What to work on:
**A.** In the IC Reporter page, which museum is The Anatomy of Dr Deijman currently on display at?
**B.** Reproduce word for word the part of the IC Reporter page that opens with the words containing "Their findings were" and closes with "it appear attached.".
**C.** Write the next part of the IC Reporter page about reconstructing Rembrandt's dissection painting, starting after its final sentence.
Document section Block Start
Staff Newspaper of Imperial College of Science, Technology and Medicine
IC Reporter
  Issue 96, 3 July 2000
News
Sir Richard Sykes to be next Rector «
IC scientists create first transgenic malaria mosquito «
Beit Quad project update «
Your chance to toast the new Senior Common Room «
Top accolades reflect high standard of teaching «
The Queen's Birthday Honours List «
Wellcome Trust appoints new Governor «
Glaister joins new transport board «
Lords seek advice from management students «
Rector lambasts government for consistent underfunding «
Universities dismayed by threat of science cuts «
O&G topping out ceremony «
 
Features
Reconstructing Rembrandt: the grim reaper exposed «
Review: Golden Jubilee for lunchtime concerts «
 
Regular Features
In Brief «
Media Mentions «
Noticeboard «


Reconstructing Rembrandt: the grim reaper exposed

Rembrandt's painting, The Anatomy of Dr Deijman, was a scientific impossibility, the result of immense artistic licence, a work of fiction largely created in the artist's head.


Laurence Garey, professor of anatomy in the division of neuroscience at ICSM, and William Schupbach from the Wellcome Library for the History and Understanding of Medicine, join Dr Mei Guan, prosector in the division of neuroscience and Kate Whitley, Wellcome Library photographer, to illustrate the possibility of a 17th century dissection
The painting, the fifth in a series of group portraits of doctors and surgeons performing public dissection in the 17th century, will appear at the Hayward Gallery in October as part of an exhibition entitled, Know thyself: the art and science of the human body from Leonardo to now.

Currently on display at the Amsterdam Historical Museum, the 1656 work shows anatomists, Dr Deijman and his assistant, Dr Calkoen, dissecting the brain of a man whose abdominal cavity is also exposed.

Laurence Garey, professor of anatomy in the division of neuroscience at ICSM, was asked by William Schupbach from the Wellcome Library for the History and Understanding of Medicine, to reconstruct the painting to show whether the dissection was possible.

Both spent two hours with Dr Mei Guan, prosector in the division of neuroscience, in the anatomy dissecting room at the Charing Cross campus with an embalmed cadaver.

Their findings were surprising. Rembrandt had eliminated at least a cubic metre of space between the patient's head and feet while the anatomist holding the falx, or 'scythe' - the membrane which separates the two hemispheres of the brain - had twisted it to face the audience and made it appear attached.
Document section Block End
Records shown Block Start
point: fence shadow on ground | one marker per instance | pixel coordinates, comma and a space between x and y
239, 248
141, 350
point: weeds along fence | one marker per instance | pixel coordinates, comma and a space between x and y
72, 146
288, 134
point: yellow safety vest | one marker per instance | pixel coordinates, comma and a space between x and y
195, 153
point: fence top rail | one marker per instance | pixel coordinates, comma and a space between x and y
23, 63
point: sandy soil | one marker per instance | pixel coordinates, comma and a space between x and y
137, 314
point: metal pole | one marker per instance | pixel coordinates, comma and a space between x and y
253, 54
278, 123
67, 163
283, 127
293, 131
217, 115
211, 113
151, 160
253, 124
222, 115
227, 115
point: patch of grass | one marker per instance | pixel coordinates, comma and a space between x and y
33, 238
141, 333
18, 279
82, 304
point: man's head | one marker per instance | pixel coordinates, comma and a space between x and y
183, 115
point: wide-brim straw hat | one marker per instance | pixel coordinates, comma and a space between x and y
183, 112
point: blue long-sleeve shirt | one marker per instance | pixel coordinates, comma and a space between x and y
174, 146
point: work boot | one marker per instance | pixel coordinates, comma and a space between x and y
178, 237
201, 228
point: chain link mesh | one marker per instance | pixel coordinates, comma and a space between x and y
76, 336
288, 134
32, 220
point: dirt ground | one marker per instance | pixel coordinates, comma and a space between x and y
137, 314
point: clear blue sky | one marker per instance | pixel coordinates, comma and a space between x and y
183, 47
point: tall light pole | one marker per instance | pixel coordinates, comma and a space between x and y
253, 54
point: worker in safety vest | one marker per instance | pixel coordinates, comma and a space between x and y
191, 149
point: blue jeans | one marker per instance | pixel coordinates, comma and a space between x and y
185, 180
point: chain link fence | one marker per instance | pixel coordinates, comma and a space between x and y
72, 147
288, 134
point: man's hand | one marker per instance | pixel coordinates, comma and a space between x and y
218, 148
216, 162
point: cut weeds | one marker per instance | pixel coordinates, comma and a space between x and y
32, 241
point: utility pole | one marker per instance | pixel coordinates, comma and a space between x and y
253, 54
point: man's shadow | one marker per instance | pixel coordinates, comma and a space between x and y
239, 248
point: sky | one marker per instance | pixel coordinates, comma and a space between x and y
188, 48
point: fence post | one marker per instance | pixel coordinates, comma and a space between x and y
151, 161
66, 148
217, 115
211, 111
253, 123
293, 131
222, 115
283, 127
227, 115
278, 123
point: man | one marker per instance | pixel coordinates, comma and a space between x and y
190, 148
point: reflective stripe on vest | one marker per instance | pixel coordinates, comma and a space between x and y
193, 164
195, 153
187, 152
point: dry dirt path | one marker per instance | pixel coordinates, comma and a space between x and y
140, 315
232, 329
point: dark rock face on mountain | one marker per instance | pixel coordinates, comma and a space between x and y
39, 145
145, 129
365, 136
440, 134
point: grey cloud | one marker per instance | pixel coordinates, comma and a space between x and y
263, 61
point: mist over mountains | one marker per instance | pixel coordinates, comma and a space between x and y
Records shown Block End
Response list:
**A.** The Amsterdam Historical Museum.

**B.**
Their findings were surprising. Rembrandt had eliminated at least a cubic metre of space between the patient's head and feet while the anatomist holding the falx, or 'scythe' - the membrane which separates the two hemispheres of the brain - had twisted it to face the audience and made it appear attached.

**C.**
Creative licence
"The greatness of the work is that is looks totally natural but it's not. Rembrandt used enormous creative licence for effect with the fresh cadavar of a criminal who had just been cut down and whose identity he wanted to reveal," explained Professor Garey.

"To show the feet and brain in the same dimensional image is a work of genius but physically impossible. As our photographer discovered, the only way to record them together in the same shot was to stand on a ladder above the body."

The artist first created the work in his head in two halves, resulting in a piece of historical research, not a modern representation of surgical anatomy. "Rembrandt had the information but did not respect the perspective. The distortions represent the humiliation of the dead figure. Everything's been crammed in for effect."

Death motifs
The Anatomy of Dr Deijman, like other paintings in the series, focused on the moral effects of leading anatomy and medicine and was more concerned with educating the public about how fragile life is, added William Schupbach.

"Rembrandt frequently emphasised death motifs. The falx might have been chosen because the scythe is traditionally carried by Death and Dutch anatomy pictures were often composed as reminders of the inevitability of death.

"I can't think of any other reason why he'd choose to paint such an obscure protective tissue as the falx. This painting proves that no picture can be taken on trust," he said.

Their findings will be published in a book, to be published by Cambridge University Press to coincide with the opening of the exhibition.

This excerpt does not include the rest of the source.